**What this task involves**: Retype every entry word for word. Omit the pictures.

**Material for this exercise**:
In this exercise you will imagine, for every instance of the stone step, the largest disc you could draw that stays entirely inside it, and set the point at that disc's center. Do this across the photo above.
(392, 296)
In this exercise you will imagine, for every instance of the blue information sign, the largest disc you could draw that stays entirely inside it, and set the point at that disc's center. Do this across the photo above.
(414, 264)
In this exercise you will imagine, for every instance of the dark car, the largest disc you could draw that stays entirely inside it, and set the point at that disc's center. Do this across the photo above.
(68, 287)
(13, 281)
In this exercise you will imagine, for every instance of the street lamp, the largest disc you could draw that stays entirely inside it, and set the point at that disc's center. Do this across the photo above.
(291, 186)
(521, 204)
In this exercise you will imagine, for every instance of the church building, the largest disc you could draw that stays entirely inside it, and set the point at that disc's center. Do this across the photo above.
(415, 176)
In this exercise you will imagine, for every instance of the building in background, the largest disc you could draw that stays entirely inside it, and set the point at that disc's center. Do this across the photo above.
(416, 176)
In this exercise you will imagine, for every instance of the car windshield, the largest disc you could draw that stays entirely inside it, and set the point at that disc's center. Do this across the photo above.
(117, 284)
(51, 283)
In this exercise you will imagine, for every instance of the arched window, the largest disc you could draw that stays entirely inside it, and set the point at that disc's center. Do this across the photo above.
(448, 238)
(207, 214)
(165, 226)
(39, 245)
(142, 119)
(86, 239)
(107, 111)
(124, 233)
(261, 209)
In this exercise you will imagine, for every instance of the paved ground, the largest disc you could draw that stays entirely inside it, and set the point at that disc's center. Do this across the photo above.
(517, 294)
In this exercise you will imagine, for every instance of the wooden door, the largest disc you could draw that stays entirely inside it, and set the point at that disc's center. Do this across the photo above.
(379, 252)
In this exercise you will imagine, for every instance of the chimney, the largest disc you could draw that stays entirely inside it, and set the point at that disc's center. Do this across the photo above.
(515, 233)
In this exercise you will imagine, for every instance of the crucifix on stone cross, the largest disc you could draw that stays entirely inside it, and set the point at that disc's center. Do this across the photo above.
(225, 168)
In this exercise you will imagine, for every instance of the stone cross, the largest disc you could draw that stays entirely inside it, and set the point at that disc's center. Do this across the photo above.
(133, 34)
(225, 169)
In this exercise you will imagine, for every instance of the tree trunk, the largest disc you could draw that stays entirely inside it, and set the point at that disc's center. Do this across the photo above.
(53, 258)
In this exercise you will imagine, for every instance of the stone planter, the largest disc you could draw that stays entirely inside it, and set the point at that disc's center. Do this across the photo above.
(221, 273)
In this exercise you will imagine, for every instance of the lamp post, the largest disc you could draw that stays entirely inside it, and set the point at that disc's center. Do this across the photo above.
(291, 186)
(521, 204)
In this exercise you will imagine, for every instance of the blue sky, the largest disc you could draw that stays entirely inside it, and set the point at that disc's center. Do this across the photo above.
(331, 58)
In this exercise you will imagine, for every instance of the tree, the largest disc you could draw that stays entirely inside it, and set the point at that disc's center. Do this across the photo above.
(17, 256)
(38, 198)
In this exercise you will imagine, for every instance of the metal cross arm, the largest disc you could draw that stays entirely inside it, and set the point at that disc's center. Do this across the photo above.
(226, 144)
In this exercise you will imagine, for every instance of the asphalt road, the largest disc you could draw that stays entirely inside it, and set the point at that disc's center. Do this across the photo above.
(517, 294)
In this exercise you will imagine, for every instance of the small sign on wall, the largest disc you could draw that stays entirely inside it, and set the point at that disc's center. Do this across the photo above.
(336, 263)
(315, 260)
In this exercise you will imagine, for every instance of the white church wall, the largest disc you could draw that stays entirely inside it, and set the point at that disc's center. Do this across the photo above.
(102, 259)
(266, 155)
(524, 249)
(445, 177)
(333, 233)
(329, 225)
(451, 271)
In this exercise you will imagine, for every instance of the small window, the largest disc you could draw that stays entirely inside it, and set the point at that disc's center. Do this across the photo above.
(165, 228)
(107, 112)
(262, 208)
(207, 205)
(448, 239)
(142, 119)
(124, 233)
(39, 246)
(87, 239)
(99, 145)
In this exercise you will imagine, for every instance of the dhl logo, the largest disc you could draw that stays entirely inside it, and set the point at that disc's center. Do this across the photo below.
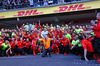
(27, 13)
(72, 8)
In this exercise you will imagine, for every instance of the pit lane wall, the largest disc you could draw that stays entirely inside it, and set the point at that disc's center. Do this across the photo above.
(51, 10)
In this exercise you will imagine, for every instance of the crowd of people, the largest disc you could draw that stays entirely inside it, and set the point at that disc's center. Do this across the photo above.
(46, 39)
(14, 4)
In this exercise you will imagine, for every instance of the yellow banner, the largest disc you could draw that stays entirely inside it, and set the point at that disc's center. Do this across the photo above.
(51, 10)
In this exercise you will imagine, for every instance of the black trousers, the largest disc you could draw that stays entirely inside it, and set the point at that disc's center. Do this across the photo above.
(0, 52)
(25, 49)
(65, 49)
(80, 50)
(21, 51)
(96, 45)
(89, 56)
(14, 50)
(45, 52)
(3, 52)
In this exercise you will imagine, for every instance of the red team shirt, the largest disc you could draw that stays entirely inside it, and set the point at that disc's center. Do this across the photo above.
(27, 44)
(65, 41)
(12, 44)
(20, 44)
(87, 45)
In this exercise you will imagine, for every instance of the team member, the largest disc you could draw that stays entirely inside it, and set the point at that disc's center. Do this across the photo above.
(13, 47)
(96, 30)
(65, 43)
(34, 45)
(46, 42)
(88, 48)
(1, 42)
(55, 46)
(20, 47)
(6, 47)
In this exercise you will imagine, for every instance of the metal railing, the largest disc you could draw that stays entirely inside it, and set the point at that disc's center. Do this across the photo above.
(40, 3)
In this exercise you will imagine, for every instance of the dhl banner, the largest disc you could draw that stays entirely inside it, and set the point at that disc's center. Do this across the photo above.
(51, 10)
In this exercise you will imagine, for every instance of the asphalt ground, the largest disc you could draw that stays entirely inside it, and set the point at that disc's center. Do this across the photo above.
(55, 60)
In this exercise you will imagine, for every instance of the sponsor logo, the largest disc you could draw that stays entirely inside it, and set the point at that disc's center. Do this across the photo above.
(72, 8)
(2, 16)
(27, 13)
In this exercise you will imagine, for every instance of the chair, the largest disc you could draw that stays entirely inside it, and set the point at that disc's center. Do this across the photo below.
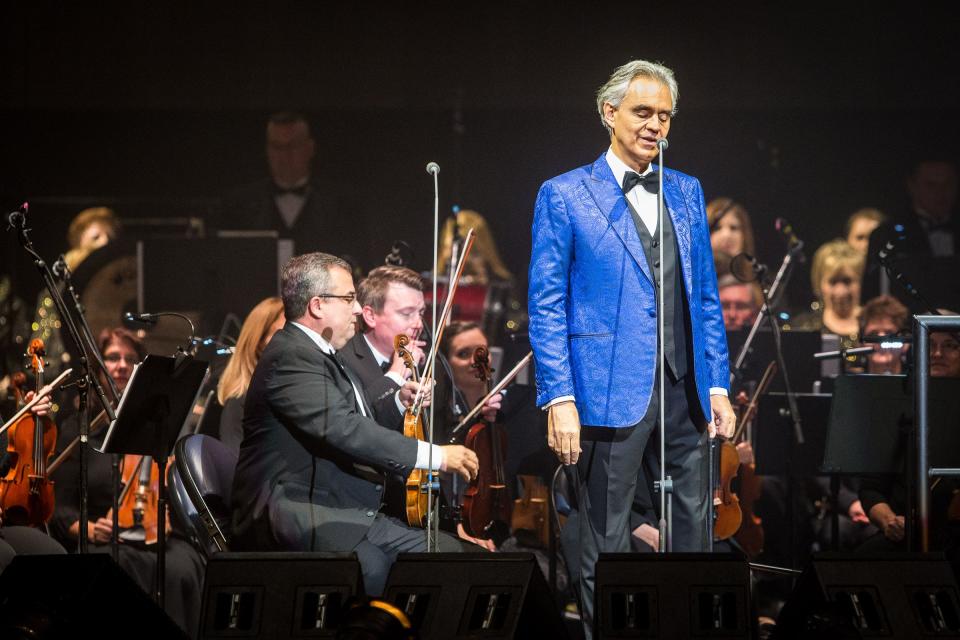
(200, 486)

**Solved exercise**:
In this exercise you will imagine, for every instance of the stone step, the largest disc you could draw that stays entirely inside it, and set the point at that disc's center. Do this across the photo above.
(392, 296)
In this exercise you will imagine, for every instance of the blue information sign, the largest disc you could draw that stays entirely inside it, and set the point at that disc's center. Do this across the photo above.
(414, 264)
In this exercise you will imagine, for every instance of the dark car, the largest disc you could draw that stays entirely inside it, and set the point at that disc's center. Do this across the photo above.
(68, 287)
(13, 281)
In this exercise you will imagine, for every instance of the street lamp, the largest disc you could draw that stays entirely inside it, and set the point at that disc's center. Do this across the photo above.
(291, 186)
(521, 204)
In this exercise you will imagine, for every instance of the church building, the largest disc you could draw that stays entirely inside it, and set the point at that disc's center. Do this across the photo above.
(415, 176)
In this exercise you will imagine, for every instance of the building in background, the largest disc you could draw that stays entirely inside it, and set the point at that disc's center. Do this across the photo above.
(416, 176)
In this exercise you will imagine, for every instance of the car windshield, the largest disc you could draw that stays entirely inside it, and set the point at that disc's center. Do this across the photo above.
(117, 284)
(51, 283)
In this exercise you will imagine, for every instance of the arched window, the largest disc you could draw that stays entirely inside it, and set the point at that disc's center. Do this across the photo above.
(448, 238)
(207, 214)
(165, 226)
(39, 245)
(142, 119)
(86, 239)
(107, 111)
(124, 233)
(261, 209)
In this exercise you will imagine, for every instance of the paved ground, the largest disc you could draw that stays entirely inside it, and set the point at that disc's center. Do this across the photo above.
(517, 294)
In this exercise you will imagine, for every instance of the wooden door, the largest disc you could draw that stays entirely inside it, and set the point at that disc's center. Do this across the photo above.
(379, 252)
In this exercise you will imagine, for every instance of the chimney, the largest disc you could draw that stays entirely inside it, and set the point at that disc's center. Do this across the photo above.
(515, 233)
In this exercise you will imagine, for every instance of the crucifix on stone cross, the largest disc you could draw that stays entirely inside it, and set the point at that disc's center. Do this across the photo above.
(225, 168)
In this exercise you will imagine, for every instance of the stone cross, the largest disc you could draw that stays entirely inside it, and set the point at that disc's center. Do this across the photo above.
(133, 34)
(225, 169)
In this exercise you will imagine, for every instance of the tree trunk, the largest disc you could draw that stays entirely inside it, and set the point at that disc's center. Do this across the photo above.
(53, 258)
In this exercise you will imagine, for every instance of the stone planter, the largest disc you could draw that stays entirely inside it, and set the point at that disc's center. Do this across the photo above.
(221, 273)
In this exercise you will imagine, for every instance of the lamp post, the largest disc you could draw that stays entirely inside it, and set the point at that disc's center. Do this across the photo above.
(291, 186)
(521, 204)
In this exercise you will imagine, for every instance of the blue sky, the largest disc you could draw that stays entirely inside it, and set the point at that disc's center. Do this across the photo above.
(331, 58)
In this exercise you will imagine, for every instance of the tree, the largest disc you could draw that stays entirely inside it, and set the point at that disc's center. Do this across the photo above.
(17, 256)
(38, 198)
In this exercise you will imagine, for every instance of the metal cross arm, the largest disc you could draw that stays entirely inside it, and set the point at that disc's center. Do this across the photo above.
(226, 144)
In this exercise you will imagine, for every instance of the asphalt road, the largest disc you could draw that stays entirely inside it, and set the point at that disc's center. Do this across the photo above.
(517, 294)
In this exercise you will imagine, for every instance of the small sign on wall, the largest disc you could draw that stays entirely inside it, and set the point at that disc's center. Do this across the photo above.
(336, 263)
(315, 260)
In this exercise you will imagine, for every instance of the white church wall, the largest disc you could draw that stays entirely inside it, and set the point at that disc's center. Do this across the photo above.
(102, 259)
(266, 155)
(524, 249)
(445, 177)
(333, 233)
(329, 225)
(451, 271)
In this exercise you will imagine, for every instance of the small window, the largest disc you could draw that stays entirely inside it, and set the point at that disc's center. Do this across the photo above.
(165, 228)
(107, 112)
(262, 208)
(207, 205)
(448, 239)
(142, 119)
(124, 233)
(39, 246)
(87, 239)
(99, 145)
In this exercise you will imagine, for every instance of the dhl logo, the largest disc you could draw that stays entirely inside it, and set the point at that disc's center. Do this across the photo below.
(27, 13)
(72, 8)
In this exercise you will imagine, for every instance of the pit lane wall, the largest disc you could draw that stays entirely inside it, and set the point at that disc's center. Do this across the photo above.
(51, 10)
In this exercise you will imagine, for every instance of the crowd of people, the largest disc you could draw that stays entirely inside it, and set the point at that disc's center. Do this across the photo above.
(46, 39)
(14, 4)
In this exercise you will imagine, for every instance of the yellow banner, the largest disc you could draw that stays entirely inside it, and set the point at that disc's center. Do this across the photo above.
(51, 10)
In this exercise you will imagine, for every instance of the black trousers, the largest disc you could draw that stays entirely inside it, and set the point at that disc's center. Do this across the photo above.
(0, 52)
(25, 49)
(65, 49)
(80, 50)
(21, 51)
(96, 45)
(89, 56)
(14, 50)
(45, 52)
(3, 52)
In this exercise you will imagine, for every instance of the red team shirt, the largest disc you could draw that stays entirely inside it, and set the point at that disc's center. Do this across the photo above.
(27, 44)
(65, 41)
(12, 44)
(20, 44)
(87, 45)
In this exercise you will imagine, for every instance of the team member, the largest disc you could draw that stays entirely inside it, and set the point at that disc's center. Do this across the photo above.
(13, 47)
(96, 30)
(65, 43)
(34, 45)
(46, 42)
(88, 48)
(1, 42)
(55, 46)
(20, 47)
(6, 47)
In this exercise you will imagine, for every instance of the metal railing, the largest disc you could draw that stays entirely inside it, and set the point at that disc's center. Do this across the photo above.
(40, 3)
In this exercise you will imagine, for every instance of the dhl banner, the largest disc you could draw that stays entirely inside it, and set the point at that disc's center. Do this across the photo above.
(51, 10)
In this exercise you will imagine, for every instance of the asphalt ground, the largest disc you could draw that stays entirely inside it, and set the point at that disc's center. Do this across the photo above.
(55, 60)
In this exercise you will imagine, for every instance of the sponsor logo, the largest disc you could draw that stays entirely inside it, and set the point at that disc's center. Do this across the photo above.
(72, 8)
(2, 16)
(27, 13)
In this exercise you will imagine, for every instance of the chair, the largest disc you could draw that stays entirely inside it, and set the point at that disc's center. Do this across the photo below.
(200, 486)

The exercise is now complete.